(Point-based annotation data)

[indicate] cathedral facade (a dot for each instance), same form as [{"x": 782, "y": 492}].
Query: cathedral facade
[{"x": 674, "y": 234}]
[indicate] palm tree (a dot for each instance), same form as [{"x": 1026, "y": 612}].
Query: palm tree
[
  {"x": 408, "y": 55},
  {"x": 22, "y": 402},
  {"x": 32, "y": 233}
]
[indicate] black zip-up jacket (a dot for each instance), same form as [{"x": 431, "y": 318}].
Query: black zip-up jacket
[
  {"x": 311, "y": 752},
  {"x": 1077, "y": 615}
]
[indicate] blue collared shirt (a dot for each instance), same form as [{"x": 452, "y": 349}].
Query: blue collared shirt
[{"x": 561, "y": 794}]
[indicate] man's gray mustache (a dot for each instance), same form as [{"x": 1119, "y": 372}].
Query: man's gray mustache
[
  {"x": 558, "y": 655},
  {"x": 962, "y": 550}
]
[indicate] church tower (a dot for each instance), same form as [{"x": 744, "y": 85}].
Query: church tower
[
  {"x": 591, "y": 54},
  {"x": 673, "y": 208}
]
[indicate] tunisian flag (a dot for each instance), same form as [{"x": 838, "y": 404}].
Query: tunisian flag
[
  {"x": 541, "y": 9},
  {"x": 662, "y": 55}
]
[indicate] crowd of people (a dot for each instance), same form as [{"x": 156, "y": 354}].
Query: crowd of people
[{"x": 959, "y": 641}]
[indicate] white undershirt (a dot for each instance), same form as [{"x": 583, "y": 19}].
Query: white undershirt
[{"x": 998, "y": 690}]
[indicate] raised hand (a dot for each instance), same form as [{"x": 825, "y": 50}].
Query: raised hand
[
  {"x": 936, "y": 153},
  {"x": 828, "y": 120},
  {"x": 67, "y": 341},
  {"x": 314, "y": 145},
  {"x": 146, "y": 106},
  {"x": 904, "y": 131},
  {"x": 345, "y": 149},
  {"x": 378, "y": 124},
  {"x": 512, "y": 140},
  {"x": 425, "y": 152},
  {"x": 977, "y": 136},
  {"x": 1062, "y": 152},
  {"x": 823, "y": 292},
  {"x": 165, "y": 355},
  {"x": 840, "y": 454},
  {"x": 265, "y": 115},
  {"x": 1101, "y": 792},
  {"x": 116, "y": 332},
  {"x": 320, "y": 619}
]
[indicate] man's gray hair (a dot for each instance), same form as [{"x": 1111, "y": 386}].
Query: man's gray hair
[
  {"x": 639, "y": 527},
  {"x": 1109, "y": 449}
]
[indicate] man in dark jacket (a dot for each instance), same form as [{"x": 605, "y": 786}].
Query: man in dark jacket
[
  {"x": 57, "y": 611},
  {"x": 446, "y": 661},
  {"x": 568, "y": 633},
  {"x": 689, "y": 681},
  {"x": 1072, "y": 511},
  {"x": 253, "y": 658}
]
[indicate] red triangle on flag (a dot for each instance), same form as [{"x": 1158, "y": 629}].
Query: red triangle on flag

§ **REQUIRED TASK**: Reproduce only the lines running from the one that contains "[indicate] black zip-up" to the last line of the records.

§ **FULL RESPONSE**:
[indicate] black zip-up jacket (a dot for each instance), same form as [{"x": 431, "y": 318}].
Query: black zip-up jacket
[
  {"x": 311, "y": 752},
  {"x": 1077, "y": 615}
]
[indicate] blue collared shirt (a dot for each instance), same form as [{"x": 452, "y": 349}].
Query: blue collared shirt
[{"x": 561, "y": 794}]
[indicate] man's gray mustache (a dot for each instance), same form as [{"x": 1119, "y": 372}].
Query: man's gray mustache
[
  {"x": 558, "y": 655},
  {"x": 962, "y": 550}
]
[indicate] church tower (a dot for each instance), same form as [{"x": 744, "y": 85}].
Query: church tower
[
  {"x": 591, "y": 54},
  {"x": 673, "y": 208}
]
[indicate] tunisian flag (a dot for each instance), same form as [{"x": 838, "y": 404}].
Query: tunisian flag
[
  {"x": 541, "y": 9},
  {"x": 662, "y": 55}
]
[indicate] crowd of people (a dot for each instance), same form as [{"x": 156, "y": 354}].
Query: crowd of people
[{"x": 959, "y": 641}]
[indicate] white undershirt (a dot for each instance), same form as [{"x": 583, "y": 19}].
Query: white undershirt
[{"x": 998, "y": 690}]
[indicate] raised hand (a dot for each instance), same form as [{"x": 825, "y": 50}].
Query: raised hand
[
  {"x": 936, "y": 153},
  {"x": 828, "y": 120},
  {"x": 67, "y": 341},
  {"x": 314, "y": 145},
  {"x": 146, "y": 106},
  {"x": 904, "y": 131},
  {"x": 345, "y": 149},
  {"x": 378, "y": 124},
  {"x": 512, "y": 140},
  {"x": 425, "y": 152},
  {"x": 977, "y": 136},
  {"x": 1062, "y": 152},
  {"x": 823, "y": 292},
  {"x": 165, "y": 355},
  {"x": 840, "y": 454},
  {"x": 265, "y": 115},
  {"x": 1101, "y": 792},
  {"x": 116, "y": 332},
  {"x": 320, "y": 619}
]
[indicate] man's gray hair (a dot for each instance), same form as [{"x": 1111, "y": 386}].
Query: man's gray hair
[
  {"x": 639, "y": 527},
  {"x": 1109, "y": 449}
]
[indicate] man in dark jacket (a dot for each instance), same form as [{"x": 605, "y": 786}].
Query: man in dark jacket
[
  {"x": 57, "y": 611},
  {"x": 446, "y": 661},
  {"x": 568, "y": 633},
  {"x": 689, "y": 681},
  {"x": 1072, "y": 511},
  {"x": 253, "y": 658}
]
[indicate] red triangle on flag (a dot for each instance), same form as [{"x": 1158, "y": 629}].
Query: red triangle on flag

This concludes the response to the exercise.